* _Texte fourni_
┌────────
M. le président. En conséquence, le sous-amendement n° 205 rectifié n'a plus d'objet.

Je mets aux voix le sous-amendement n° 204.

(Le sous-amendement est adopté.)

M. le président. La parole est à M. Jacques Mahéas, pour explication de vote sur l'amendement n° 203.

M. Jacques Mahéas. Permettez, mes chers collègues, qu'un élu de la Seine-Saint-Denis, où je vis depuis toujours, puisse s'exprimer.

M. Jean-Jacques Hyest. Un élu de la nation !

M. Jacques Mahéas. En effet, comme M. le ministre l'a dit lors de la dernière réunion de la commission, trois régions posent problème en France pour le regroupement familial. Il ne les a pas citées, mais la Seine-Saint-Denis est manifestement concernée, compte tenu d'un certain nombre de possibilités d'accueil des étrangers : bien que cet accueil ne soit pas glorieux, les étrangers ne sont pas rejetés !

Même si nous adoptons l'amendement n° 203, qui modifie bien évidemment considérablement le texte adopté par la droite à l'Assemblée nationale, et bien que vous vous en défendiez, mes chers collègues, ce texte sera manifestement vécu comme une tyrannie génétique (Protestations sur les travées de l'UMP) et une humiliation par ceux auxquels il sera appliqué. Il sera bien évidemment considéré comme une épreuve insurmontable par la plupart des familles qui demandent le regroupement familial.

Permettez-moi de vous dire que ce qui peut apparaître comme une fraude au regroupement familial, dans mon département, me semble être extrêmement marginal. Vous nous l'avez dit, 8 700 cas en tout ont été recensés ! Ce n'est pas beaucoup ! Notre pays a-t-il besoin de tant d'heures de discussion pour essayer de sauver les apparences d'une majorité divisée ?

M. Roger Karoutchi, secrétaire d'État. Oh !

M. Jacques Mahéas. Bien sûr que non !

De surcroît, vous nous affirmez qu'il faut être loyal et appliquer les mêmes dispositions aux Français qu'aux étrangers.

Étant maire depuis longtemps, j'ai eu de nombreuses occasions de célébrer des remariages de couples français et j'ai pu constater l'extrême facilité avec laquelle le nouveau conjoint adopte des enfants dont il n'est pas le père génétique.

Vous nous proposez maintenant le recours aux tests ADN uniquement pour la mère. Permettez-moi de souligner que, si cette disposition était retenue, nous serions confrontés à un vide juridique.

Par exemple, M. X, dont les enfants se trouvent en Afrique subsaharienne, souhaite effectuer un regroupement familial. Je prends le cas simple d'une famille monogame, en plus...

M. Jean-Jacques Hyest, président de la commission des lois. En plus !

M. Jacques Mahéas. Eh oui, je ne complique pas !

M. Jean-Jacques Hyest, président de la commission des lois. Dit-il !

M. Jacques Mahéas. Cette personne effectue les démarches nécessaires, mais la mère de ses enfants décède. Devenu veuf, que peut-il faire ? Quelle possibilité lui donnons-nous ? C'est un cas douloureux, vous le comprenez bien ! (Exclamations sur les travées de l'UMP.)
└────────
(Enregistrements conservés)
┌────────
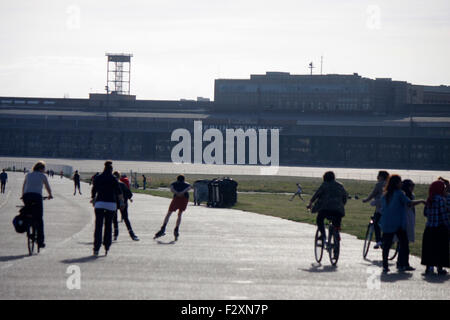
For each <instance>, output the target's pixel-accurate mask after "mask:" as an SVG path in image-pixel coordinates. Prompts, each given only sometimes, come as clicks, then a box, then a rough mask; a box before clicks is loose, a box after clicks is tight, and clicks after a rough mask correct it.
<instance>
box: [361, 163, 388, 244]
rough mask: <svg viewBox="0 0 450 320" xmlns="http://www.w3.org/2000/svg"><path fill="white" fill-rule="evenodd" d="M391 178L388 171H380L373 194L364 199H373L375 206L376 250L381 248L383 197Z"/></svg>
mask: <svg viewBox="0 0 450 320" xmlns="http://www.w3.org/2000/svg"><path fill="white" fill-rule="evenodd" d="M388 178H389V173H388V172H387V171H379V172H378V176H377V181H378V182H377V183H376V184H375V186H374V188H373V190H372V192H371V193H370V194H369V195H368V196H367V198H365V199H363V202H364V203H366V202H369V201H370V200H372V199H373V202H372V203H371V204H373V205H374V206H375V213H374V214H373V226H374V230H375V242H376V244H375V246H374V249H378V248H380V246H381V229H380V225H379V222H380V218H381V197H382V196H383V190H384V187H385V186H386V181H387V179H388Z"/></svg>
└────────
* _Consignes_
(a) Reproduisez l'extrait du débat entre « M. le président. En » et « sous-amendement est adopté.) », ces deux passages compris.
(b) Sélectionnez et recopiez chacune des lignes qui contiennent la chaîne « rough ».
L'extrait du débat et les lignes sont deux documents indépendants l'un de l'autre.

* _Réponses par point_
(a)
M. le président. En conséquence, le sous-amendement n° 205 rectifié n'a plus d'objet.

Je mets aux voix le sous-amendement n° 204.

(Le sous-amendement est adopté.)

(b)
For each <instance>, output the target's pixel-accurate mask after "mask:" as an SVG path in image-pixel coordinates. Prompts, each given only sometimes, come as clicks, then a box, then a rough mask; a box before clicks is loose, a box after clicks is tight, and clicks after a rough mask correct it.
rough mask: <svg viewBox="0 0 450 320" xmlns="http://www.w3.org/2000/svg"><path fill="white" fill-rule="evenodd" d="M391 178L388 171H380L373 194L364 199H373L375 206L376 250L381 248L383 197Z"/></svg>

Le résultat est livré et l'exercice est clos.